» **SOURCE MATERIAL**

------------------------------------------------

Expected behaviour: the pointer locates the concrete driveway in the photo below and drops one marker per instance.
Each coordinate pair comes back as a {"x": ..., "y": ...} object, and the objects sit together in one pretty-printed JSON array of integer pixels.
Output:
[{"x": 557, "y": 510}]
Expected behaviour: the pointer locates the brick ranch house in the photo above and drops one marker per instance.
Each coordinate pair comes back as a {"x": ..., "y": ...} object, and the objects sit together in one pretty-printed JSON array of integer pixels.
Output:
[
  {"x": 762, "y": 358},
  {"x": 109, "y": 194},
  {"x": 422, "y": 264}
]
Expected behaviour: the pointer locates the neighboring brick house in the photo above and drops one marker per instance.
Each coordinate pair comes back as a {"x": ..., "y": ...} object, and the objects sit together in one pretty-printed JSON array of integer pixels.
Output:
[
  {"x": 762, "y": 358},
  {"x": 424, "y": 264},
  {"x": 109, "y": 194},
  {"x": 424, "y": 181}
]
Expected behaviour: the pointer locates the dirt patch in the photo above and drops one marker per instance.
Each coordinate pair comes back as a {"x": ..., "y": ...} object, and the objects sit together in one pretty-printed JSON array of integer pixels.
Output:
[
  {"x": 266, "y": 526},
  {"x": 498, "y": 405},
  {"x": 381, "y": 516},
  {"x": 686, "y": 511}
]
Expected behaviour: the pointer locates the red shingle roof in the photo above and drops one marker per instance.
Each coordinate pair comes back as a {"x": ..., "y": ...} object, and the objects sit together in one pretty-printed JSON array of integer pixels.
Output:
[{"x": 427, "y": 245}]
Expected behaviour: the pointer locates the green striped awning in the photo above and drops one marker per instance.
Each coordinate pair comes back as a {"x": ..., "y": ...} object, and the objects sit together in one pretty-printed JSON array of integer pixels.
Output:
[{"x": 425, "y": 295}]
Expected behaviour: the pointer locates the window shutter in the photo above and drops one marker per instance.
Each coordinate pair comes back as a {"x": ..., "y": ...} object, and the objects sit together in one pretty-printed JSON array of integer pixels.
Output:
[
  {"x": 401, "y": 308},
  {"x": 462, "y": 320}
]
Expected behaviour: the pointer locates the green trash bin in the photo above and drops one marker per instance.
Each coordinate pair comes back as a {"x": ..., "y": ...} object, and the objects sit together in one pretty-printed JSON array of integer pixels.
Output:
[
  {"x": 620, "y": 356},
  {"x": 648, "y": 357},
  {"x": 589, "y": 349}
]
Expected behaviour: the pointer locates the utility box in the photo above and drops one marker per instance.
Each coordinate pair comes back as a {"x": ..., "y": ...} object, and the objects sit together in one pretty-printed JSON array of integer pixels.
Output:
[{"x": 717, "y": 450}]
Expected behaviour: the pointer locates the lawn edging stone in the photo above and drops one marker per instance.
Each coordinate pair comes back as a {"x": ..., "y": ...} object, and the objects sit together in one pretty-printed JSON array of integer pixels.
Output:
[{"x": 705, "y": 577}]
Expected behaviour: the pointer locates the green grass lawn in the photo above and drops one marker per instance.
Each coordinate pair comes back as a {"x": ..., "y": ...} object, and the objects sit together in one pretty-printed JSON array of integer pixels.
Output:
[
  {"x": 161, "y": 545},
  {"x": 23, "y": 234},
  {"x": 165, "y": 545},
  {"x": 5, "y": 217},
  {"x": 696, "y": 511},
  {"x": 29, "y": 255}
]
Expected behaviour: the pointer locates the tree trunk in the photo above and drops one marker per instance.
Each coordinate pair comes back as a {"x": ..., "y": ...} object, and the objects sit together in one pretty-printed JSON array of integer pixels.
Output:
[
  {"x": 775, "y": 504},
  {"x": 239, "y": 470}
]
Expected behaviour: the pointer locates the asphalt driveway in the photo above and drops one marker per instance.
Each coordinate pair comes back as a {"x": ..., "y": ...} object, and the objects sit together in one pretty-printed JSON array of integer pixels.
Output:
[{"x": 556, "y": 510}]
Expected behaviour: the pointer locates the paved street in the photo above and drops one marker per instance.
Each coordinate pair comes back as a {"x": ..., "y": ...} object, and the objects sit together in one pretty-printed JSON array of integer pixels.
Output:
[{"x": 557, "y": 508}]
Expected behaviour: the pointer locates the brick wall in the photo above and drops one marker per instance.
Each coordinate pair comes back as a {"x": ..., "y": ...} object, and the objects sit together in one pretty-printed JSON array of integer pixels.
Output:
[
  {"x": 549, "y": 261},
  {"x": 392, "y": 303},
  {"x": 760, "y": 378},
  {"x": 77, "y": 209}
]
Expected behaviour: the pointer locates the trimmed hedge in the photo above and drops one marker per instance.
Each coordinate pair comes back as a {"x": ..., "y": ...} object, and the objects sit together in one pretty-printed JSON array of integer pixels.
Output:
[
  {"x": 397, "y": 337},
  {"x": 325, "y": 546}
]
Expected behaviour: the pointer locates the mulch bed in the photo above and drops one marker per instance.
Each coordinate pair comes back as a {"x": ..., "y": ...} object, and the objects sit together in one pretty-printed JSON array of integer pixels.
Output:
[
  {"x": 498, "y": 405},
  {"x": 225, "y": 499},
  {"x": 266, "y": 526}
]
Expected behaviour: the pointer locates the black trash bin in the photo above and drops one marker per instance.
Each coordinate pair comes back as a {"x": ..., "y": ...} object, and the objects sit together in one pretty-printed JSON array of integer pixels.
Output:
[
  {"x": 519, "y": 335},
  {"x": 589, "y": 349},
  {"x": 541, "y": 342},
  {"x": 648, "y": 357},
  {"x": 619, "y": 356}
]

------------------------------------------------

Your output must be the lines of the material above, from the first through the line that contains "Expected behaviour: the pointer locates the green striped", copied exactly. Include both endpoints and nothing else.

Expected behaviour: the pointer locates the concrete driveway in the photo below and drops one marker per instance.
Each coordinate pair comes back as a {"x": ..., "y": ...} object, and the objects sit together in one pretty-printed JSON array of integer pixels.
Output:
[{"x": 557, "y": 510}]
Expected behaviour: the pointer locates the brick ranch house in the photo above and drops one marker per instance.
Each coordinate pair comes back as a {"x": ..., "y": ...} object, and the objects sit together in one pretty-printed JSON array of integer pixels.
Output:
[
  {"x": 762, "y": 358},
  {"x": 109, "y": 194},
  {"x": 422, "y": 264}
]
Expected behaviour: the pointer locates the neighboring brick house in the photo above and drops one marker per instance.
Each coordinate pair comes back as a {"x": ..., "y": ...} object, and the objects sit together in one pretty-printed JSON array of integer pixels.
Output:
[
  {"x": 762, "y": 358},
  {"x": 424, "y": 264},
  {"x": 109, "y": 194},
  {"x": 424, "y": 181}
]
Expected behaviour: the pointer locates the dirt patch in the photo above and drops one marker per instance.
Each coordinate pair comes back as a {"x": ..., "y": ...} object, and the objects sit together in one pretty-printed JSON array of integer pixels.
Output:
[
  {"x": 266, "y": 526},
  {"x": 498, "y": 405},
  {"x": 381, "y": 516},
  {"x": 686, "y": 511}
]
Expected behaviour: the pointer locates the red shingle roof in the photo above and drops one marker per instance.
Each coordinate pair comes back as a {"x": ..., "y": ...} object, and the objects sit together in one pretty-printed JSON array of integer pixels.
Output:
[{"x": 427, "y": 245}]
Expected behaviour: the pointer locates the green striped awning in the photo above and drops one marker per instance.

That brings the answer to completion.